### Document extract:
Writing and running in Austin, TX.
Apologies in advance if this post comes off a bit stilted. I’ve got the kind of cold that makes walking to the office to get my computer sound similar in effort to running a 10K. As a result, my first ever crack at posting from the phone!
This is going to be really depressing later when I realize my “book’s worth” of wit and engagement would actually fit on a milk carton. And don’t even think about pointing out any typos.
So, tomorrow (assuming I’m alive) marks my last day of training at the new job before getting thrown into the fire of “real work” on Friday.
Thus far, training has primarily consisted of trying on every shoe in the store and trying to somehow commit each one to memory. You would not believe the variety of words shoe companies have come up with to convey the concepts of “foam” and “gel”. “No ma’am, that’s not foam, it’s a high tech compound from outer space that makes you 10 pounds lighter…” (Actually, Adidas’ “boost” composite does kind of feel like that. You really need to try those shoes on just to feel how crazy it is. And they are so not paying me to say that. It’s like running on a Tempurpedic. (See, if I was being paid, I would SO get in trouble for using another brand name.))
What I mean to say is that the shoe part is stressful. Everyone has warned me that it’s inevitable, but I just know I’m going to be a mess the first time someone brings back a shoe I fit them in and says it caused their injury.
Also the accessories. Those are stressful, too. I’ve already been asked for a comparison of technical specs on three different GPS watches. “Well, I know that more expensive one has more features…” (*Google frantically*)
Don’t get me wrong, I’m still loving the work. I just did not have an appropriate appreciation for the number of products out there! You think you know a lot, until you realize you only know a lot about things you personally use. (Did you know there’s an energy bar out there with beef in it??? You do now. I kid you not. Epic bars. I haven’t personally tried them…yet.)
And it’s not all stress. In fact, we even got to address one of my major causes of stress in our merchandising training last week…the apparel.

### Entries shown:
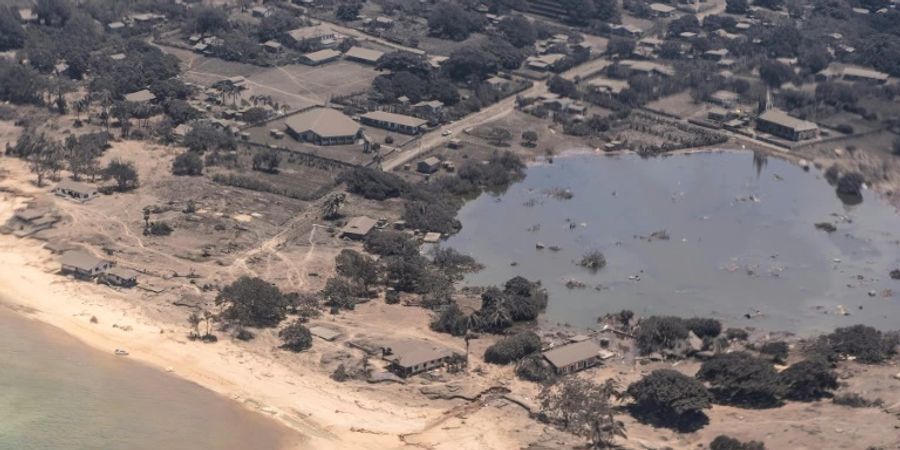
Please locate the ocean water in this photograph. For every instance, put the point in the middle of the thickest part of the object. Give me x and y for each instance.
(741, 241)
(56, 393)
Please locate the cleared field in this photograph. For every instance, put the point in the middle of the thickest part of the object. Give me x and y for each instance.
(295, 85)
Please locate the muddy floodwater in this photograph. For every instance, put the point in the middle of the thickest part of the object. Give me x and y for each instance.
(56, 393)
(741, 247)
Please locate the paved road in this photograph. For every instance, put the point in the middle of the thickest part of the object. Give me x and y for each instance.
(347, 31)
(493, 112)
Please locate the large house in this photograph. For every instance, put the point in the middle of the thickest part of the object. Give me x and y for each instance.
(364, 55)
(358, 228)
(780, 124)
(394, 122)
(321, 35)
(323, 126)
(83, 264)
(323, 56)
(575, 356)
(411, 357)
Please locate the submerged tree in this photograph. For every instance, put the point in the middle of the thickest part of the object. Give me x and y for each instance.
(584, 408)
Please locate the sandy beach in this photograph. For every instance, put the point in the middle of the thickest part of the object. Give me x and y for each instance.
(305, 404)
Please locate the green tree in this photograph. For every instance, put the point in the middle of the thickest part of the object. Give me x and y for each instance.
(529, 137)
(12, 36)
(252, 302)
(737, 6)
(267, 161)
(187, 163)
(124, 173)
(658, 333)
(358, 267)
(807, 380)
(669, 398)
(512, 348)
(584, 408)
(741, 379)
(296, 337)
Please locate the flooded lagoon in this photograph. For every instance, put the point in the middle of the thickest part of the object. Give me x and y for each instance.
(56, 393)
(741, 247)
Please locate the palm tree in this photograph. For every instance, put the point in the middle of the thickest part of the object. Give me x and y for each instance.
(207, 316)
(332, 205)
(194, 320)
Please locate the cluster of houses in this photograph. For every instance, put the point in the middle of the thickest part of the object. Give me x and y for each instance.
(86, 266)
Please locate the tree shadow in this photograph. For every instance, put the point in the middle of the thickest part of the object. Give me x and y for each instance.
(683, 423)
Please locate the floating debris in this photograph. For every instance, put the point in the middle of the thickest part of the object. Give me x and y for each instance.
(826, 227)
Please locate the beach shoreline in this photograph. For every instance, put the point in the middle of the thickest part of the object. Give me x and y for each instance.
(105, 319)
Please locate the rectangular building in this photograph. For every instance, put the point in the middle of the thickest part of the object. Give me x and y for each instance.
(570, 358)
(394, 122)
(780, 124)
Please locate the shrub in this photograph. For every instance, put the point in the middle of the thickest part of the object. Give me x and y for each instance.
(513, 348)
(252, 301)
(187, 163)
(296, 337)
(778, 350)
(807, 381)
(659, 333)
(669, 398)
(704, 327)
(723, 442)
(736, 334)
(391, 243)
(864, 343)
(159, 229)
(740, 379)
(452, 321)
(854, 400)
(535, 368)
(850, 184)
(593, 260)
(373, 184)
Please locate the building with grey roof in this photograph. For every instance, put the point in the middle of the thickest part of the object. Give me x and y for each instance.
(363, 55)
(142, 96)
(778, 123)
(323, 126)
(572, 357)
(408, 358)
(74, 190)
(83, 264)
(358, 228)
(320, 57)
(394, 122)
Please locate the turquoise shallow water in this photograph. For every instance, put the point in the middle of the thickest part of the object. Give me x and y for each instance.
(56, 393)
(742, 241)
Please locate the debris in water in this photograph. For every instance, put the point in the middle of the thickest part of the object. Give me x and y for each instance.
(826, 227)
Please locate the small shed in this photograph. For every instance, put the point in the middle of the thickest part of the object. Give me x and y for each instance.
(570, 358)
(325, 333)
(83, 264)
(358, 228)
(429, 165)
(74, 190)
(118, 276)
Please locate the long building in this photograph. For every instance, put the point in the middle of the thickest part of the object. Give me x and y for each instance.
(394, 122)
(323, 126)
(778, 123)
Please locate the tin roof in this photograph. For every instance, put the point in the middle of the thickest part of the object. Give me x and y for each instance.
(568, 354)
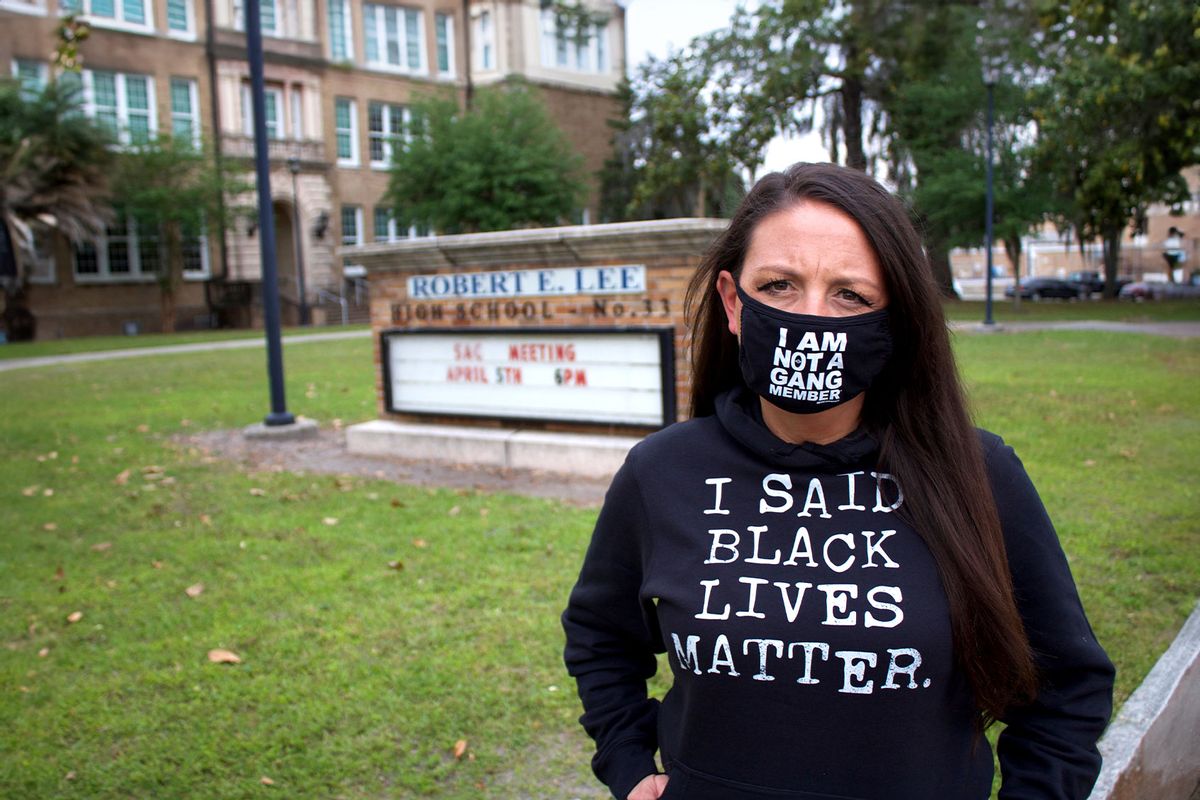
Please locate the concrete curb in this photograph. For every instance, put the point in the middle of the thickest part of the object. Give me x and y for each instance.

### Prompt 1:
According to the running blog post, why might the post come off a bit stilted? Answer in one to three sentences.
### Prompt 2:
Return the lines of the records verbatim, starting at the line that contains "Please locate the tin" and ending at the end of the records, leaving out the pictures.
The blog post and the records were taken from separate sources.

### Worked answer 1:
The writer has a cold bad enough that walking to the office for the computer feels as hard as running a 10K. As a result, this is the writer's first attempt at posting from a phone.

### Worked answer 2:
Please locate the tin roof in this photograph. For every instance, put the point in the middle of the thickest part of the object. Give me x and y for each instance.
(568, 354)
Please locate the concrete curb in this photograph. For every instance, put the point in the middle of the thickest part of the object. Give me x and y for each instance.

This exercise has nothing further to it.